Selected extract:
Tuesday, July 4, 2023

Rethinking Storytelling To Help People Care


Reading Time: 12m 48s


Thank you so much. I have always been fascinated with stories that try to predict the future, from Star Wars to The Hunger Games. I must admit here, for the first time publicly, that as a teenager, I always imagined myself like Princess Leia, trying to save the world from the dark side. By the time Katniss Everdeen entered my life, those dreams had evolved into something more realistic. My path as a journalist was very clear but still sprinkled with that same desire to try to do something to make the world a better place.

Little by little, I learned that using my voice motivates others to use theirs, leading to positive change. And that is a superpower all of us have. Last year, in a little over two months, I covered three hurricanes, one earthquake and the worst mass shooting at a church in U.S. history.

I travelled to more than two dozen cities, told stories of almost two thousand people who died and thousands more left living in the aftermath. You see when I first started out as a reporter, I thought that finding the truth was my main goal. I was wrong. That's just my job. What matters the most to me now is to make people care.

Not just hear the news and think, "That is so sad. Well, fortunately, it didn't happen to me." I want to make them understand that eventually, something like that can happen to any of us.

Our world is shrinking; it is more and more interconnected by culture, technology, politics. The good and the bad that happen everywhere will affect us at some point.

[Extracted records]
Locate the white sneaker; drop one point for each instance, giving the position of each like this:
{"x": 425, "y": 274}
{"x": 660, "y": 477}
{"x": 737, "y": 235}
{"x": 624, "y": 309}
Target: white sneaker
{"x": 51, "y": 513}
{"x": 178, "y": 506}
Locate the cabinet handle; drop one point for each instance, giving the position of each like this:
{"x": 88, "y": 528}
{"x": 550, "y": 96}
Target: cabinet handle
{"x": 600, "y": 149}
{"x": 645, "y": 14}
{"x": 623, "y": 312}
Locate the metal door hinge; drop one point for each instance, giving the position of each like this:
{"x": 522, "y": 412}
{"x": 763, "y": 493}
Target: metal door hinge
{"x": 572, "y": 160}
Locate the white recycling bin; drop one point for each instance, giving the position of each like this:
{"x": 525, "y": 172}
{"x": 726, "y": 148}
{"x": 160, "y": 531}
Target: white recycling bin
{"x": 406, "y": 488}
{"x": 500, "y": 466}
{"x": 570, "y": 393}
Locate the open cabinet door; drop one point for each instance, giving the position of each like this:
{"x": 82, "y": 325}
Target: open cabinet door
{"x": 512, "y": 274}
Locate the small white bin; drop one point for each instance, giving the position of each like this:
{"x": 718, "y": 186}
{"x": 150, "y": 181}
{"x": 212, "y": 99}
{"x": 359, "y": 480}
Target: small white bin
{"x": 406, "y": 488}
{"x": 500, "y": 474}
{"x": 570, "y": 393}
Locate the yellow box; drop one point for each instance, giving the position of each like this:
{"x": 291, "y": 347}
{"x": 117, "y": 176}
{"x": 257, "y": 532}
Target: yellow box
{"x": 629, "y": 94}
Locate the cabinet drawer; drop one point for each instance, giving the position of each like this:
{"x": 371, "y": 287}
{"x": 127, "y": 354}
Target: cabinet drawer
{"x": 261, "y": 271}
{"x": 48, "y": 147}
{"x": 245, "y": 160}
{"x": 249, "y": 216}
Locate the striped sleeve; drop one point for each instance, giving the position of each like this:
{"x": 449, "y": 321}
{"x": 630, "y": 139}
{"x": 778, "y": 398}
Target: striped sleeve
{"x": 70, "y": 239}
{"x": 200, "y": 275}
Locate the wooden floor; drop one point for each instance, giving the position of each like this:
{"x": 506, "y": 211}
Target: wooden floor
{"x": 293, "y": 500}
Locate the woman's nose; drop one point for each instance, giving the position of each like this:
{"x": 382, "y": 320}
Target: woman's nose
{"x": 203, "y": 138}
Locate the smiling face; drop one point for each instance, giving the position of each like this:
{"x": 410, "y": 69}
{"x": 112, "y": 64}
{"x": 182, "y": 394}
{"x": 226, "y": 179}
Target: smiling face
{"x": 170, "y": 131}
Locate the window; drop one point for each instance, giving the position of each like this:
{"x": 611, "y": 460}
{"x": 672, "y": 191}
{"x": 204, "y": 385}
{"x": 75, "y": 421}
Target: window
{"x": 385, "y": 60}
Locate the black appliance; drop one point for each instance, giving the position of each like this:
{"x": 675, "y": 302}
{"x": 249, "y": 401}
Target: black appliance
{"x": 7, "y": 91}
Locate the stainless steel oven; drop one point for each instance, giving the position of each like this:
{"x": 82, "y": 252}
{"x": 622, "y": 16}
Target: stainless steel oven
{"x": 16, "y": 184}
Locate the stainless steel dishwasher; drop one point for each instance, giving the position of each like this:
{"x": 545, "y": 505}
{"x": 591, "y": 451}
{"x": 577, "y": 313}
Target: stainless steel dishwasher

Set tasks:
(1) According to the talk on storytelling, what did the speaker cover in a little over two months last year?
(2) Write the next part of the talk on storytelling, picking up after its final sentence.

In response:
(1) Three hurricanes, one earthquake and the worst mass shooting at a church in U.S. history.

(2)
Last year when I was covering the aftermath of Hurricane Harvey in Texas, I was standing in the middle of a flooded street in Houston thinking about the zoning laws that allowed for areas without drainage, resulting in the loss of lives. Could it have been prevented? Would it happen again in a different city? Who knows? In Mexico, standing in front of a school where 19 children died after a devastating earthquake, zoning laws were also on my mind.

Puerto Ricans desperately asking FEMA to deliver humanitarian aid as fast as people in Texas and Florida received it brought to light a great disparity in the way the U.S. Government treats its people. Do we have first-, second- and maybe even third-class citizens? And gun control was front and center in the Vegas massacre and the church shooting at Sutherland Springs, Texas.

There are 88.8 guns for every 100 people in the United States - the highest per capita rate in the world.

22% of Americans own one or more guns. So is this a second amendment debate or a multimillion-dollar industry defending its turf? I don't dare have the answers to these questions, but I will continue to ask them every time I get a chance.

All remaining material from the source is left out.